* [AIM OF THE TASK]:
Format the stretch from the line containing "Q: Pick out each instance of the carved" through the end of the records as a numbered list, leaving out any blank lines.

#### TASK INPUT

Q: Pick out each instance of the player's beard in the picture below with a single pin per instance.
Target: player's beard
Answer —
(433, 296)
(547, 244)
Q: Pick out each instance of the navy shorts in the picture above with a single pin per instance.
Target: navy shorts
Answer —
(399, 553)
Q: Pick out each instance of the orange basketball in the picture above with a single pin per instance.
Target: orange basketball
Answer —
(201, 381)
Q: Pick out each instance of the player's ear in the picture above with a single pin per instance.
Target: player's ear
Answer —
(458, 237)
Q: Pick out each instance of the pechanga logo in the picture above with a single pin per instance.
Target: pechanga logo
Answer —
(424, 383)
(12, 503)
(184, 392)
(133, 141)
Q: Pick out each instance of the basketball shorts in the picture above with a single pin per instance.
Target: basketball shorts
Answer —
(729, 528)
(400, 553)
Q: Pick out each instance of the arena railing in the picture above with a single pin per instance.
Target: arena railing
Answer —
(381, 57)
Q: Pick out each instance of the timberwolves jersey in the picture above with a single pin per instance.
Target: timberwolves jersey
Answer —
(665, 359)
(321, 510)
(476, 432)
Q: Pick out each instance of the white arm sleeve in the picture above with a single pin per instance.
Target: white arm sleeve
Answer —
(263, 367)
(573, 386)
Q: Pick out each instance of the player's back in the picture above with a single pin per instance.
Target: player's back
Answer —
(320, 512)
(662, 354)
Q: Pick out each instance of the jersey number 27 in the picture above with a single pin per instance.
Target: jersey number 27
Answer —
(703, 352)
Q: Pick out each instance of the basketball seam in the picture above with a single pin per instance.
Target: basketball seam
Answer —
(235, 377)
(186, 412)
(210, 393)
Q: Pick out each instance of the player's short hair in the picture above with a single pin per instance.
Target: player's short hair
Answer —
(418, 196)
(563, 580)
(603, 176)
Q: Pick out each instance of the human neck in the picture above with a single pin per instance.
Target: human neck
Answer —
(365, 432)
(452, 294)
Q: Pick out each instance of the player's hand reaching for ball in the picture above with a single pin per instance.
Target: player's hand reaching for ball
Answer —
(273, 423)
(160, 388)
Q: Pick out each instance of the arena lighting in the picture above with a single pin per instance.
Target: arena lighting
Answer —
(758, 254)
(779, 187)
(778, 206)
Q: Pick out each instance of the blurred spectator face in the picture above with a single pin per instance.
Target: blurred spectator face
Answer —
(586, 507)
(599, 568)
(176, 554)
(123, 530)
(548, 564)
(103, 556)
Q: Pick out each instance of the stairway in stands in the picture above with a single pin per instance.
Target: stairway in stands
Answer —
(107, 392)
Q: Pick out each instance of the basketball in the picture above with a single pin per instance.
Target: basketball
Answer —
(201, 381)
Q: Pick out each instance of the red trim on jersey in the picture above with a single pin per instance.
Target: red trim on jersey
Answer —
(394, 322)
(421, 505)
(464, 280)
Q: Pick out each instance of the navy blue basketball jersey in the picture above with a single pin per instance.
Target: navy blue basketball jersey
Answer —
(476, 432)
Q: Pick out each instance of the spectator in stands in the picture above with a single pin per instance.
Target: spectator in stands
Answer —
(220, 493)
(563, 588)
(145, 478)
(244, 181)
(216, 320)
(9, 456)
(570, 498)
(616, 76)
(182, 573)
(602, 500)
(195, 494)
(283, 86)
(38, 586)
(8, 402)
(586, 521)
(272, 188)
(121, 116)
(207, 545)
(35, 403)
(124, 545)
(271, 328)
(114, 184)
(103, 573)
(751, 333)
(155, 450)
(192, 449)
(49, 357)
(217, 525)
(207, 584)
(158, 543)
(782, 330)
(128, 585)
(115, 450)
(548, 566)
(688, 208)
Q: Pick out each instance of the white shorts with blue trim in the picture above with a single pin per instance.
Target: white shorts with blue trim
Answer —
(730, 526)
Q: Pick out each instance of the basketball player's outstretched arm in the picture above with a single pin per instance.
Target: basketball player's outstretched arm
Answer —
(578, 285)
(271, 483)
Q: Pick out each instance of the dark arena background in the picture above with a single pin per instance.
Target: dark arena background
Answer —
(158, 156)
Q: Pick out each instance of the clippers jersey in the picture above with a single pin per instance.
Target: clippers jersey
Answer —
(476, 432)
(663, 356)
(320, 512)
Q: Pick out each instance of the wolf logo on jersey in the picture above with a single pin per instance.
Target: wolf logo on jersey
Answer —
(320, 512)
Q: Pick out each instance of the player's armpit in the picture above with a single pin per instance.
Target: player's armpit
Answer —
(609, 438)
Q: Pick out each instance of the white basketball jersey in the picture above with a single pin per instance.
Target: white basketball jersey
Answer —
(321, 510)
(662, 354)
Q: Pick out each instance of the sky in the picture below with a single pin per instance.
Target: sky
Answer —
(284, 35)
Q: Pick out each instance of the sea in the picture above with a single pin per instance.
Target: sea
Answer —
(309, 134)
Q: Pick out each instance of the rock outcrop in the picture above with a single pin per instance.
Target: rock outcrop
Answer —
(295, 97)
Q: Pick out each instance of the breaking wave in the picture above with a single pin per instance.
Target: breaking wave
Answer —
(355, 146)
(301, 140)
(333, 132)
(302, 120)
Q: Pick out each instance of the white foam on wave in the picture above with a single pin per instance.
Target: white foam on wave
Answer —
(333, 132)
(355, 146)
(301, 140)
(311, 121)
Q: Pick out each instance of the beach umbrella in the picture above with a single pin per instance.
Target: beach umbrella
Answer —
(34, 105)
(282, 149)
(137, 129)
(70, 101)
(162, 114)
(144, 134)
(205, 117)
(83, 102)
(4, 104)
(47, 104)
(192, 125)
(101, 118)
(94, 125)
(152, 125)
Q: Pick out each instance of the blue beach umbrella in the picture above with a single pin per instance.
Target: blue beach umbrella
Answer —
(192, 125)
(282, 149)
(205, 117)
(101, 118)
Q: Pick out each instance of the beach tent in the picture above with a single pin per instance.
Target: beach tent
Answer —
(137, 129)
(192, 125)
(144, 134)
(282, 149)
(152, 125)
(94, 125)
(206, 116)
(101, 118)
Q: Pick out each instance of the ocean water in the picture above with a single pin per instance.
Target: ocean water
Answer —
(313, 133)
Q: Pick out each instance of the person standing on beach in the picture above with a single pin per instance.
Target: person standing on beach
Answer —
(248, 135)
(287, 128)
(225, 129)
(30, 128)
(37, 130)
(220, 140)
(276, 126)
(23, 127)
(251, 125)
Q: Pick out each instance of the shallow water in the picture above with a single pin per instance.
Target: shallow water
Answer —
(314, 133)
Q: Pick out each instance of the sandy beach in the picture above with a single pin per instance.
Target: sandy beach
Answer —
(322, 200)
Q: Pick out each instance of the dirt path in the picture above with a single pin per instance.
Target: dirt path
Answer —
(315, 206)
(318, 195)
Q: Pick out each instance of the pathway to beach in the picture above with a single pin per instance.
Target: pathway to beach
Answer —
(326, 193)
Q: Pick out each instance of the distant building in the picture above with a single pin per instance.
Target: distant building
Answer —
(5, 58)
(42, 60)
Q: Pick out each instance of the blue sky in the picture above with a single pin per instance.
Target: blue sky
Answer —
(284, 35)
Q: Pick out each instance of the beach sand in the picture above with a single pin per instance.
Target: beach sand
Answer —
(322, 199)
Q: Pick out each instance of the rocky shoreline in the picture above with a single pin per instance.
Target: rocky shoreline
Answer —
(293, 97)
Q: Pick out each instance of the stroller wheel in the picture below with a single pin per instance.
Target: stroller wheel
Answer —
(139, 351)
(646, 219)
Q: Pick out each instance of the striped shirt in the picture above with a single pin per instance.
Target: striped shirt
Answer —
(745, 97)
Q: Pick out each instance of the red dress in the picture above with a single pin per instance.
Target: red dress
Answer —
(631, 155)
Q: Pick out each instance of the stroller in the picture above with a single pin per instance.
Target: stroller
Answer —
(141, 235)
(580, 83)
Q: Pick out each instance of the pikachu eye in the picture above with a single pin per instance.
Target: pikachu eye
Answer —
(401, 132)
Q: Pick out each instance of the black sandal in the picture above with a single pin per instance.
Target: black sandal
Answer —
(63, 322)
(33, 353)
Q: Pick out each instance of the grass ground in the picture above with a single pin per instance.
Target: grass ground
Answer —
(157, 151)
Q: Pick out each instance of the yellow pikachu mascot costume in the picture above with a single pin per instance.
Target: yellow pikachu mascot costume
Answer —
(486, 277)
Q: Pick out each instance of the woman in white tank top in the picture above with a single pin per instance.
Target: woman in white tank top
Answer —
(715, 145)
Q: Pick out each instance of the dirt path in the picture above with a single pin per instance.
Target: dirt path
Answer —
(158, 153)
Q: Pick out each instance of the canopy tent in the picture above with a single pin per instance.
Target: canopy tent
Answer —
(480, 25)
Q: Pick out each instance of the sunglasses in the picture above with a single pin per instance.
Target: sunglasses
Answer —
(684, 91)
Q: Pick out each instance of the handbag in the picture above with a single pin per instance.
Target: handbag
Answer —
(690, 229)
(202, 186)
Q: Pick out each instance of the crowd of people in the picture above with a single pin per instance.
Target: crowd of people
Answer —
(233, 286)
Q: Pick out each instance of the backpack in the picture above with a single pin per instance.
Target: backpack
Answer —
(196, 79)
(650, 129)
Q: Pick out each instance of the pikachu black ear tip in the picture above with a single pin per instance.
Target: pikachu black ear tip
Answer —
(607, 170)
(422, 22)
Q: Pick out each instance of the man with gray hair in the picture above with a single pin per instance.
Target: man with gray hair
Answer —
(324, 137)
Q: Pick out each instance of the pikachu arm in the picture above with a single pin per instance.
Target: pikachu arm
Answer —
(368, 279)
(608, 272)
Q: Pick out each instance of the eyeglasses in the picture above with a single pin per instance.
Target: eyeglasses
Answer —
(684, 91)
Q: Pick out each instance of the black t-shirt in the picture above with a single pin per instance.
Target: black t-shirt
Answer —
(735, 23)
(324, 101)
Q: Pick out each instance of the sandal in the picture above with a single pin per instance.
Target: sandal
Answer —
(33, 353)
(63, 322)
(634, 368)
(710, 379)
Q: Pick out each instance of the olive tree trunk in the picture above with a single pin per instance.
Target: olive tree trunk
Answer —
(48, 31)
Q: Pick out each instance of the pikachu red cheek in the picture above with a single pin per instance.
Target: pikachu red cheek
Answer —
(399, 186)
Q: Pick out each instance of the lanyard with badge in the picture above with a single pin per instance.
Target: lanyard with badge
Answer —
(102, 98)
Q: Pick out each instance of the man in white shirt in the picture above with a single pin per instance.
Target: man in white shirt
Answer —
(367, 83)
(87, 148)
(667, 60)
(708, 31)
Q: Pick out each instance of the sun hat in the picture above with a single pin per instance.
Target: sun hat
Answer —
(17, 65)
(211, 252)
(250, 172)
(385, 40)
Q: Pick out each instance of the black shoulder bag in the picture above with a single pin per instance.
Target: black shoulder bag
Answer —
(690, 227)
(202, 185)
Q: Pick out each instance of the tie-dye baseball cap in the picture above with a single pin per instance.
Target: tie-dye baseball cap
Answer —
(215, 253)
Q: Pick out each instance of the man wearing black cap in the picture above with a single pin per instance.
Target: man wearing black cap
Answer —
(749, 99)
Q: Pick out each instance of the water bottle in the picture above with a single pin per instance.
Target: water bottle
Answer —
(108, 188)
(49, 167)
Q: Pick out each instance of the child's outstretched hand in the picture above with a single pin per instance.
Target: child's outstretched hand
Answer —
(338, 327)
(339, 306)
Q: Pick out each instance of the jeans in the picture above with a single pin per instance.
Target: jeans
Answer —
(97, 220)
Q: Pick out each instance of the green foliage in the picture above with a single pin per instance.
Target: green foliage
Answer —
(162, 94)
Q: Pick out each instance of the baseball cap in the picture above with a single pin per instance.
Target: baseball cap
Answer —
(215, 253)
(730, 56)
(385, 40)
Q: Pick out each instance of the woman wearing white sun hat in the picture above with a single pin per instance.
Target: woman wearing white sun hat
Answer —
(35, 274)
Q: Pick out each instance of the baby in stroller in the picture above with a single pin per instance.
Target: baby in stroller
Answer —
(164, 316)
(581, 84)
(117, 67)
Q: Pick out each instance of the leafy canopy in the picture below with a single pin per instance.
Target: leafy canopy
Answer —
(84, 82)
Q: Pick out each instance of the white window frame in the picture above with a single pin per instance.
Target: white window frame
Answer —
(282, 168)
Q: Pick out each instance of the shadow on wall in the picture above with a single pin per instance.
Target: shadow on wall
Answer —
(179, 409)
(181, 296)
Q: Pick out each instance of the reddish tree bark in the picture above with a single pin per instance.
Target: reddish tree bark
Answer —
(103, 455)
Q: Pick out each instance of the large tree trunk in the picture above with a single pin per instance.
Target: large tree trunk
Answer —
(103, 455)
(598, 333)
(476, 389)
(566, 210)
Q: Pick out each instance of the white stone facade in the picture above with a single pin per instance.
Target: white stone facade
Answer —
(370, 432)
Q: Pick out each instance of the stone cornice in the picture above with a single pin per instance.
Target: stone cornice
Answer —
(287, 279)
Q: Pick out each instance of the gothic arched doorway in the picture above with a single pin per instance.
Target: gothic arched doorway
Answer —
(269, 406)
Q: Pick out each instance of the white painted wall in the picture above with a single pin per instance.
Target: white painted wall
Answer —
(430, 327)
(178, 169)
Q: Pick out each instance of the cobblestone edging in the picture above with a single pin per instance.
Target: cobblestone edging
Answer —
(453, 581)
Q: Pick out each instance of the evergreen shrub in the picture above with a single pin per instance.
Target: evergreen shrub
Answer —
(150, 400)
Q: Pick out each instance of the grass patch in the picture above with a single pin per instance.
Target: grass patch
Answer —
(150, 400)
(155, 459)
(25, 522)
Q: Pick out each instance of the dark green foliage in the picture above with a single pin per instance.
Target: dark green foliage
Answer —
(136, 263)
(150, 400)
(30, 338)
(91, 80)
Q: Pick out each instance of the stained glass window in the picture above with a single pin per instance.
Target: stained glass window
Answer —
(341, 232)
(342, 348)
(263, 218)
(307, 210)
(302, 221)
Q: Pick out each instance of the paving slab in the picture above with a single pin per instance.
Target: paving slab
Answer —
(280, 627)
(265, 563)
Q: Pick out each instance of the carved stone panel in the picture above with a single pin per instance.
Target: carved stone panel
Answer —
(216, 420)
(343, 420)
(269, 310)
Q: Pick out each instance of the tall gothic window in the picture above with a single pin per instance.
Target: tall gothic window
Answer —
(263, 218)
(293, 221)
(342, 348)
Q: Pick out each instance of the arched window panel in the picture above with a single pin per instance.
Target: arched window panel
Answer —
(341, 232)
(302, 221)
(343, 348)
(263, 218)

########

* [RESULT OF THE EXERCISE]:
1. Q: Pick out each instance of the carved stone panel in the picture above with a single pin per instance.
2. Target: carved stone panel
3. Answer —
4. (216, 420)
5. (343, 420)
6. (269, 310)
7. Q: Pick out each instance of the tall gothic window in the picture above with a single pin per instance.
8. Target: tall gothic window
9. Answer —
10. (263, 218)
11. (293, 221)
12. (342, 348)
13. Q: Pick out each instance of the arched window panel in the picture above with a single pin per instance.
14. Target: arched window panel
15. Answer —
16. (341, 232)
17. (302, 221)
18. (343, 348)
19. (263, 218)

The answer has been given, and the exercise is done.